▶ **Trecho selecionado**:
☆ ☆ ☆ ☆ ☆ ☆ ☆

Sóror Maria do Céu nasceu em 1658 e faleceu, já nonagenária, em 1753. Nascida em uma família pertencente à nobreza, aos dezoito anos de idade ingressou no Convento da Esperança, onde chegou a abadessa. Sob o criptônimo Marina Clemência, que se dizia Religiosa franciscana no Convento da Ilha de São Miguel, escreveu, além de poesias, comédias alegórico-morais e hagiográficas para uso didático nos conventos. A fama da poetisa-freira ultrapassou os muros do claustro e as suas obras foram mandadas imprimir com a aprovação e os louvores dos censores do santo Ofício, do Ordinário e do Paço. Fr. José de Oliveira, censor do Ordinário, qualificou Sóror Maria do Céu como “assombro do sexo feminino, inveja do masculino, e admiração de ambos”. A autora deixou uma vasta obra publicada.
A poetisa se afirma, não somente no âmbito do lirismo feminino, como no panorama da literatura seiscentista como uma das poetisas mais bem dotadas no manejo da palavra poética, mantendo um equilíbrio e um comedimento formais nos quais se diluem as excrescências do verso gongórico. Do seu livro Obras Várias e Admiráveis, foi colhido o poema Mortal doença, no qual pode ser observada a habilidade da autora na utilização da metáfora barroca.

☆ ☆ ☆ ☆ ☆ ☆ ☆

▶ **Exercícios**:
**1.** Segundo o texto sobre Sóror Maria do Céu, em que convento ela entrou aos dezoito anos?
**2.** Transcreva do texto sobre Sóror Maria do Céu o trecho começando em "Sóror Maria do Céu nasceu" e seguindo até "vasta obra publicada.".
**3.** Dê seguimento ao texto sobre Sóror Maria do Céu a partir da última frase apresentada.

☆ ☆ ☆ ☆ ☆ ☆ ☆

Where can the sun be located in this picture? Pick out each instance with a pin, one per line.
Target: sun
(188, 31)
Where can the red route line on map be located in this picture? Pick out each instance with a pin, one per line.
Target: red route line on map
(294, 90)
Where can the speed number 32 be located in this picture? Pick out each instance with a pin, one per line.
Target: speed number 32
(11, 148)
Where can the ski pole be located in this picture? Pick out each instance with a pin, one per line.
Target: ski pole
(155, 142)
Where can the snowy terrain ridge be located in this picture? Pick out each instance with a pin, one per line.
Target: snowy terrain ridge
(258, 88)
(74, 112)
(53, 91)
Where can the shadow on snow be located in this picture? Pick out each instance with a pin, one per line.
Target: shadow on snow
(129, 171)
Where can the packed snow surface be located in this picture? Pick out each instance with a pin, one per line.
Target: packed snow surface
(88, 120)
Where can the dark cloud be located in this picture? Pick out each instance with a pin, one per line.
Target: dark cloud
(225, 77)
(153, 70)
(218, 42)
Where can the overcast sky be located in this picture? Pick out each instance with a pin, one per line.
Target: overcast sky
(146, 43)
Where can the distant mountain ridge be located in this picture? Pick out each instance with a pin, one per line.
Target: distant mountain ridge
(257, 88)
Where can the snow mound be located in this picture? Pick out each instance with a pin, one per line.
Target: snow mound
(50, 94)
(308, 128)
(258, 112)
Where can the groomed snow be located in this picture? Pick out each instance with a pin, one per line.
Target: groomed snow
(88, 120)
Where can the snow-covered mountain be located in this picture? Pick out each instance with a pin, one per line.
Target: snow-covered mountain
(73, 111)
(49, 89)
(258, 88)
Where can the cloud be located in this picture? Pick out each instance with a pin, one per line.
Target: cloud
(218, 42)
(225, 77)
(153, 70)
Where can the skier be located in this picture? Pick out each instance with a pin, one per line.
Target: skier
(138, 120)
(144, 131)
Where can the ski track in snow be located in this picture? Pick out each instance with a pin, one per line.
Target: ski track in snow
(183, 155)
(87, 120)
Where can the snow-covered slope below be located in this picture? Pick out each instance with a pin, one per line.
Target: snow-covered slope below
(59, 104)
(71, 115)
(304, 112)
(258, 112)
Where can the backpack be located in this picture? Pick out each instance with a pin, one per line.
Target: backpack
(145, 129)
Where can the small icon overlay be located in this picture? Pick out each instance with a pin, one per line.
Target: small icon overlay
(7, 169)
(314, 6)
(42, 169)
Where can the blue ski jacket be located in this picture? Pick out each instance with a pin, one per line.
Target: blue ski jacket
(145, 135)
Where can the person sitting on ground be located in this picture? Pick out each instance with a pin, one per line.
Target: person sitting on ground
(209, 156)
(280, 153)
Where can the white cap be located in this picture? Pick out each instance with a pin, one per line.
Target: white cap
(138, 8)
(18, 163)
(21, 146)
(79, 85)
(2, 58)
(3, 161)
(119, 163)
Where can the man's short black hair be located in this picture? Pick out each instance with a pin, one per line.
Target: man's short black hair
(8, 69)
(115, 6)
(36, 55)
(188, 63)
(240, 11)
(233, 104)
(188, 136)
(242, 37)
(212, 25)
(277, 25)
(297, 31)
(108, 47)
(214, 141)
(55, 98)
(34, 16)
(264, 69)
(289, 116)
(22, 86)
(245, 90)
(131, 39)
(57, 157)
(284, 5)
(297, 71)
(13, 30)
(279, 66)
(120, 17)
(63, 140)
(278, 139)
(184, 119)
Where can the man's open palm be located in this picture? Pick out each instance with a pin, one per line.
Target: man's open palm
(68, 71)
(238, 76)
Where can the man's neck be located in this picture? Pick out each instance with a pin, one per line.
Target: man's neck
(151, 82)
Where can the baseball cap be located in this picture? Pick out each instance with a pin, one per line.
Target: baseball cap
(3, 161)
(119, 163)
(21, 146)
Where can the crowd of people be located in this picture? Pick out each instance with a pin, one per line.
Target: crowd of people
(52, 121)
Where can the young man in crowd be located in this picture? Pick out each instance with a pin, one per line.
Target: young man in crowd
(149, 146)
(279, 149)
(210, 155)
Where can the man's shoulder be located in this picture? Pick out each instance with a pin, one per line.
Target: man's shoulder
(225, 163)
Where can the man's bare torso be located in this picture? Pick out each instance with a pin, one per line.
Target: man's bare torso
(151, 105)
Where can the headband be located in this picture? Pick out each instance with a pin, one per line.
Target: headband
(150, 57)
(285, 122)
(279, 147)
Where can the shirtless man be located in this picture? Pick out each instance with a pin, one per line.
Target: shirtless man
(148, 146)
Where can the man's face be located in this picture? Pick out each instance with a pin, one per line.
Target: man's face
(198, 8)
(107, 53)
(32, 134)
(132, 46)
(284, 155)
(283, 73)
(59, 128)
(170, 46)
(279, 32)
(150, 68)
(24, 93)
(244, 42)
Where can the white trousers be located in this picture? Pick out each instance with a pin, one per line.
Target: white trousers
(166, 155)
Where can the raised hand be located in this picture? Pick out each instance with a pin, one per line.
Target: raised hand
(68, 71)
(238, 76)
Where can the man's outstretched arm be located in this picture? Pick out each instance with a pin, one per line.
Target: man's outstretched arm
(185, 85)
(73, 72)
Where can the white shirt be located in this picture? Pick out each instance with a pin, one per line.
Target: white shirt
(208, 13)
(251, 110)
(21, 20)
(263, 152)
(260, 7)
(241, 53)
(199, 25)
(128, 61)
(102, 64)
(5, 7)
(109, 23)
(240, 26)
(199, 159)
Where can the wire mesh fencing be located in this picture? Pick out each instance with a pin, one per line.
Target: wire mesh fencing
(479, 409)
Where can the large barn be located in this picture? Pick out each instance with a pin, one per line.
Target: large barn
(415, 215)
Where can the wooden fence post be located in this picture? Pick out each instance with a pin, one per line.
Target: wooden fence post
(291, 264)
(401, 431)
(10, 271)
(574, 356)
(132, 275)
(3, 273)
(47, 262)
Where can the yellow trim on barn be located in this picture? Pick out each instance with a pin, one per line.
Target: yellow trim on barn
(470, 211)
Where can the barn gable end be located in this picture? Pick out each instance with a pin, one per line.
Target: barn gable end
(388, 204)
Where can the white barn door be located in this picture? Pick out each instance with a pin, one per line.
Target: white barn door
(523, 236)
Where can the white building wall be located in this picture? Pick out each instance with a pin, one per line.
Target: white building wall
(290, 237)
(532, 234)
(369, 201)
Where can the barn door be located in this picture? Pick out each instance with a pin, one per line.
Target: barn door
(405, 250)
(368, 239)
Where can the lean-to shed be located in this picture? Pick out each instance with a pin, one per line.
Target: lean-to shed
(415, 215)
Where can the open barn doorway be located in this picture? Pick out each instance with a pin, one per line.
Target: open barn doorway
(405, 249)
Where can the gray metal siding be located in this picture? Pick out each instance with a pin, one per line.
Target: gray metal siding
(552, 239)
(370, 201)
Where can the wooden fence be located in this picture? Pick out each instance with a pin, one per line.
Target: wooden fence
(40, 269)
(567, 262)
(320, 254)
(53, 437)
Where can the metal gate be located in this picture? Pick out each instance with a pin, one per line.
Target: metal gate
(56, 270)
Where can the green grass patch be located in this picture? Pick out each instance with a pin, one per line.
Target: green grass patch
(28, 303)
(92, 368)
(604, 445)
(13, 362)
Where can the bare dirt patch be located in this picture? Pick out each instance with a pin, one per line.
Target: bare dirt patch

☆ ☆ ☆ ☆ ☆ ☆ ☆

▶ **Respostas**:
**1.** No Convento da Esperança.

**2.**
Sóror Maria do Céu nasceu em 1658 e faleceu, já nonagenária, em 1753. Nascida em uma família pertencente à nobreza, aos dezoito anos de idade ingressou no Convento da Esperança, onde chegou a abadessa. Sob o criptônimo Marina Clemência, que se dizia Religiosa franciscana no Convento da Ilha de São Miguel, escreveu, além de poesias, comédias alegórico-morais e hagiográficas para uso didático nos conventos. A fama da poetisa-freira ultrapassou os muros do claustro e as suas obras foram mandadas imprimir com a aprovação e os louvores dos censores do santo Ofício, do Ordinário e do Paço. Fr. José de Oliveira, censor do Ordinário, qualificou Sóror Maria do Céu como “assombro do sexo feminino, inveja do masculino, e admiração de ambos”. A autora deixou uma vasta obra publicada.

**3.**
O poema, como um todo, se organiza a partir do uso reiterado de metáforas da doença consumidora, ou seja, do significado do pecado por ela representado. O recurso à repetição, tão do gosto barroco, e do gerúndio no final de cada verso da primeira, terceira e quarta estrofes, intensifica o sentido da ação por ele expressa. Fato este decorrente da idéia de sua continuidade, de seu prolongamento no tempo, em contraste com os verbos no tempo presente, utilizados no refrão, acompanhado do advérbio já, conferindo à temporalidade da ação um caráter imediato e definitivo. O paralelismo da construção dos versos e do refrão, tanto confere à noção do pecado um caráter obsessivo, quanto remete para a construção própria das ladainhas, sugerida e reforçada pela construção anafórica do poema:
MORTAL DOENÇA
Na febre do amor próprio estou ardendo,
No frio da tibieza tiritando,
No fastio ao bem desfalecendo,
Na sezão do meu mal delirando,
Na fraqueza do ser vou falecendo,
Na inchação da soberba arrebentando.
Na dureza do peito atormendada,
Na sede dos alívios consumida,
No sono da preguiça amadornada,
No desmaio à razão amortecida,
Nos temores da morte trespassada,
No soluço do pranto esmorecida,
Já morro, já feneço, já termino,
Vão-me chamar o Médico Divino.
Na dor de ver-me assim, vou desfazendo,
Nos sintomas do mal descoroçoando,
Na sezão de meu dano estou tremendo,
No risco da doença imaginando,
No fervor de querer-me enardecendo,
Na tristeza de ver-me sufocando,
Já morro, já feneço, já termino,
Vão-me chamar o Médico Divino.
Vou ao pasmo do mal emudecendo,
À sombra da vontade vou cegando,
Aos gritos do delito emouquecendo,
Na tristeza de ver-me sufocando,
Já morro, já feneço, já termino,
Vão-me chamar o Médico Divino.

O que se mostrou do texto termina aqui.